> [Exercises]
(a) Rewrite the passage of the GT-NSGDm review starting at "A structured set" and ending at "is the friction.", replacing "rebuttal" with "response".
(b) Answer these questions from the GT-NSGDm review:
(i) Which three techniques does GT-NSGDm combine?
(ii) What speedup does the fallback rate have when p is unknown?
(iii) On which two kinds of tasks were the experiments run?

> [Document text]
A structured set of objections, weighed in public.

Desk editor's note, referee report, simulated authors' rebuttal, and a circularity audit. Tearing a paper down is the easy half of reading it; the pith above is the substance, this is the friction.

Desk Editor's Note private letter to a colleague

GT-NSGDm hits the centralized optimal rate for decentralized nonconvex optimization under heavy-tailed noise.

read the letter

The main point is that this paper gives the first decentralized algorithm that matches the centralized lower bound rate O(1/T^{(p-1)/(3p-2)}) for nonconvex stochastic optimization with p-moment bounded noise. GT-NSGDm combines normalization, gradient tracking, and momentum to keep the consensus error from degrading the leading exponent. The analysis absorbs the geometric contraction from the mixing matrix into lower-order terms, which is the key step that lets the rate stay optimal. When p is unknown the method falls back to a slower but topology-independent rate with an n^{1-1/p} speedup, which is a practical fallback. Experiments on synthetic regression and language-model training show clearer robustness than the baselines they compare against. The graph condition of primitive doubly-stochastic weights is standard and only used to guarantee a uniform contraction factor; it does not change the final exponent. That part looks clean. The main soft spot is that the full recursion details and any dependence on graph diameter or hidden constants would still need a careful read of the proofs, even though the stress-test note indicates the leading term survives. Experiments would also be stronger with more runs and explicit error-bar reporting, but the qualitative improvement is visible. This paper is for people working on distributed training where gradients really do have heavy tails. Readers who care about closing the gap between centralized and decentralized rates under realistic noise will find the rate result and the algorithm useful. It deserves a serious referee because the central claim is sharp, the technique is a direct combination of known tools, and the evidence from the analysis and experiments is enough to justify review time.

> [Data entries]
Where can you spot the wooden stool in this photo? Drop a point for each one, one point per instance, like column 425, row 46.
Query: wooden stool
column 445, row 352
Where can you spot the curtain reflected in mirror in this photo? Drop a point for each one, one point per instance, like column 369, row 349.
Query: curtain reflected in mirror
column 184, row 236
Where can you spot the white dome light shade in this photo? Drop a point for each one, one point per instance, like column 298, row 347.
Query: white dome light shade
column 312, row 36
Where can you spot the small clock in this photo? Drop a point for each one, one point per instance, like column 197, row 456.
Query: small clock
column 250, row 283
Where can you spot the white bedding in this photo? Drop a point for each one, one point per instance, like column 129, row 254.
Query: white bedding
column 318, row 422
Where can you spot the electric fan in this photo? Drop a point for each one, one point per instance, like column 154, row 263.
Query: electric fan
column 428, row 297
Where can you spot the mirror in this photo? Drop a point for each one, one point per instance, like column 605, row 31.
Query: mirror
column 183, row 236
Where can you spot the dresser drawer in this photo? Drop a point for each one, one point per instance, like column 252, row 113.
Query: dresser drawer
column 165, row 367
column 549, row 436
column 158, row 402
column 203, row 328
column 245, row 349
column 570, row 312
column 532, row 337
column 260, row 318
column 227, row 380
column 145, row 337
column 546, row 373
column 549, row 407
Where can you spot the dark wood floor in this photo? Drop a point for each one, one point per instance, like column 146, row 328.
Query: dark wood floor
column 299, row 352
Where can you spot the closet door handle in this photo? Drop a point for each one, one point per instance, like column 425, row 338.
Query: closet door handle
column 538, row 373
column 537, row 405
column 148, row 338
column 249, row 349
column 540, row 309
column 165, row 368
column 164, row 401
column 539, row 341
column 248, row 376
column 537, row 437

> [Solutions to the problems]
(a)
A structured set of objections, weighed in public.

Desk editor's note, referee report, simulated authors' response, and a circularity audit. Tearing a paper down is the easy half of reading it; the pith above is the substance, this is the friction.

(b)
(i) Normalization, gradient tracking, and momentum.
(ii) An n^{1-1/p} speedup.
(iii) Synthetic regression and language-model training.